WHAT NEEDS TO BE DONE => Output as a JSON list of strings the lines of the records starting at the line containing "find the small" and ending at the line containing "left=1176, top=445, right=1293, bottom=475", one string per line with blank lines dropped. Leave the pictures out.

RECORDS FOR THE TASK =>
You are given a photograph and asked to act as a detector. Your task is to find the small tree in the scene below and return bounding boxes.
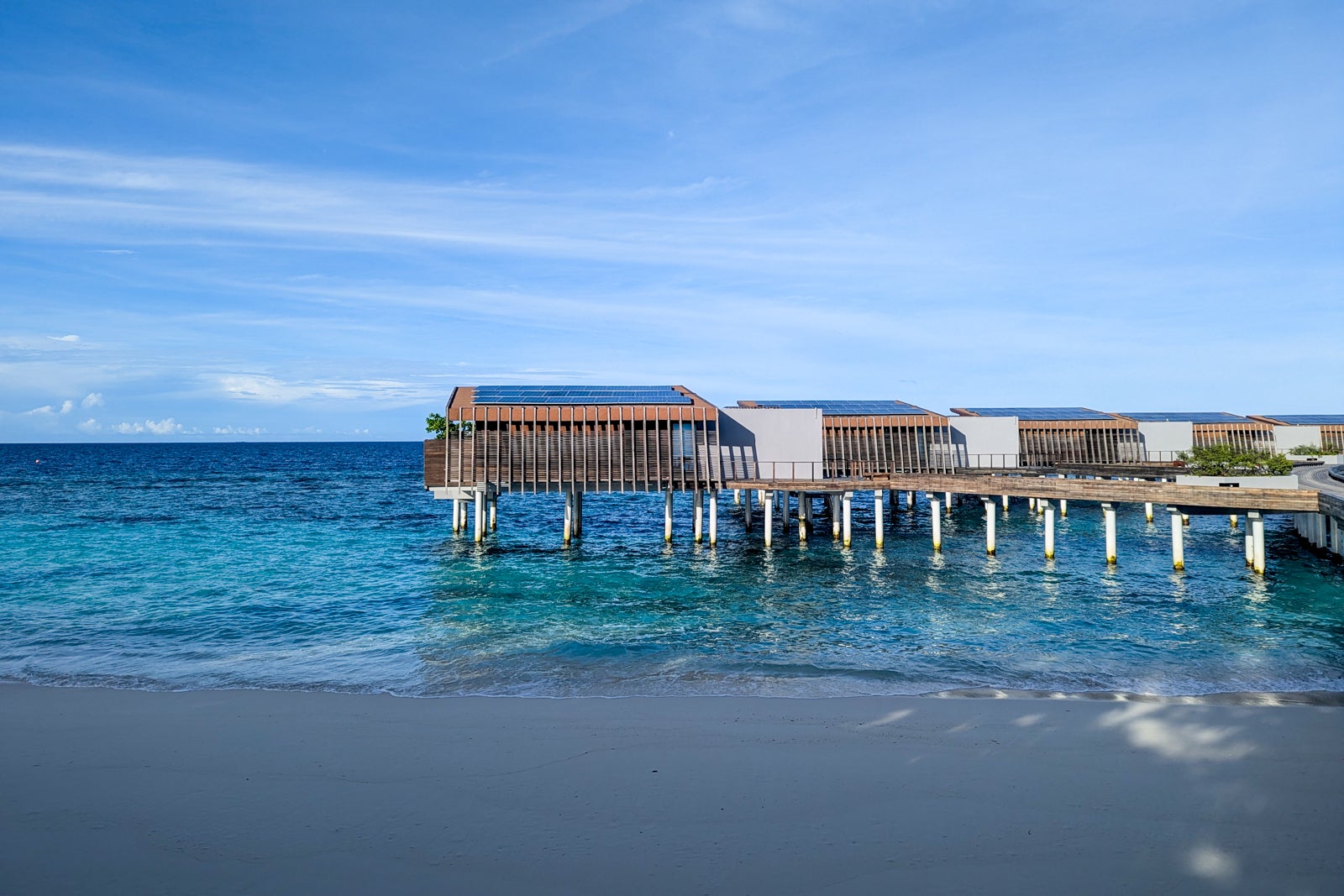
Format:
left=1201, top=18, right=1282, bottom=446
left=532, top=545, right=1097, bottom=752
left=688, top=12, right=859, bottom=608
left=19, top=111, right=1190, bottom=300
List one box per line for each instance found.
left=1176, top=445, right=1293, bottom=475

* * *

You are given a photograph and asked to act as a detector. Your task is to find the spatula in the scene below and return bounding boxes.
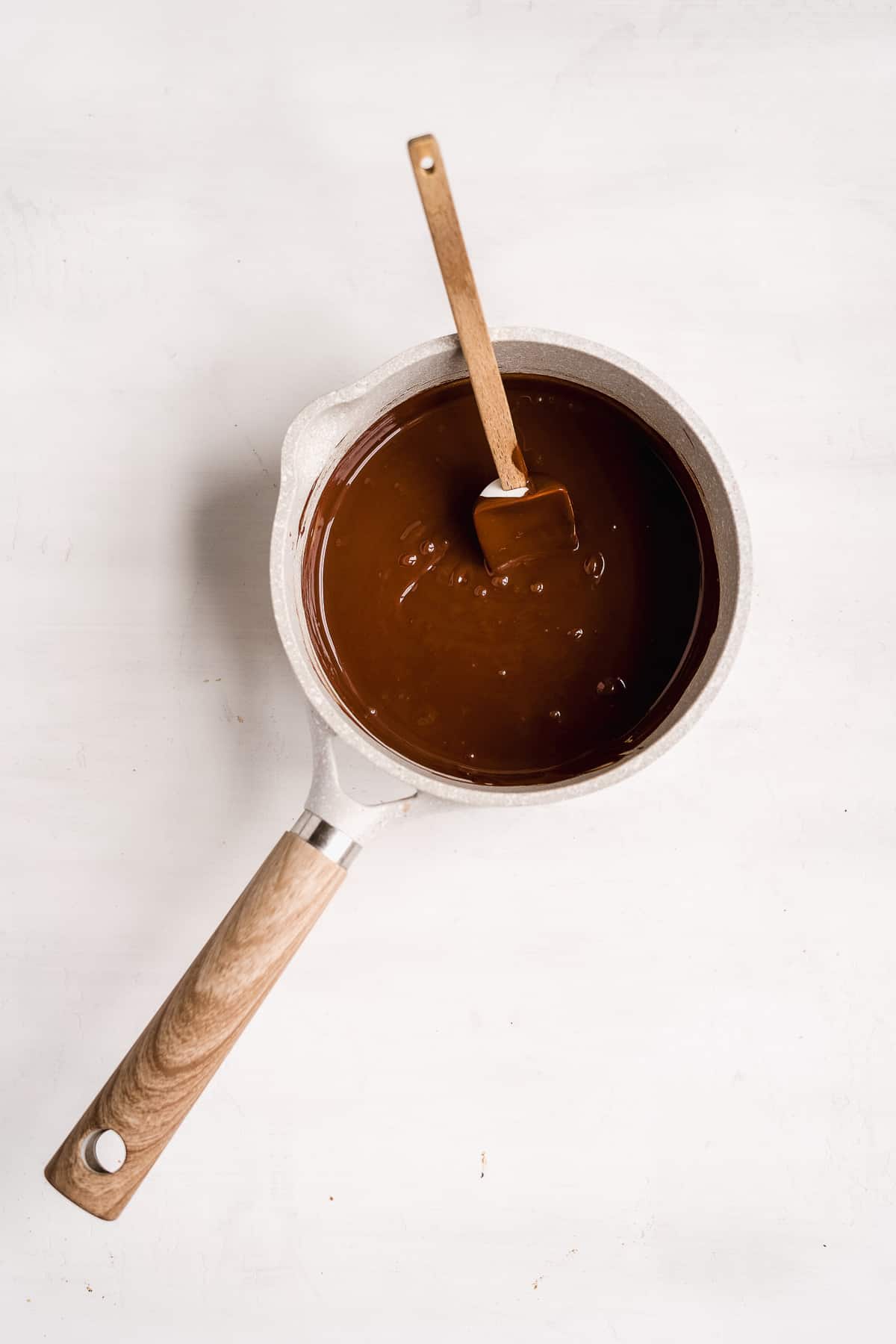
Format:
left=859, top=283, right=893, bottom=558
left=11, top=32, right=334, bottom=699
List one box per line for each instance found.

SOLVED EXERCISE =>
[
  "You are given a photograph and asked to act as a detector. Your task is to find the small tree in the scene below and return bounding boxes.",
  "Format:",
  "left=1201, top=18, right=1282, bottom=446",
  "left=532, top=545, right=1097, bottom=752",
  "left=688, top=12, right=859, bottom=608",
  "left=19, top=111, right=1190, bottom=300",
  "List one box per line for each instance found.",
  "left=1176, top=445, right=1293, bottom=475"
]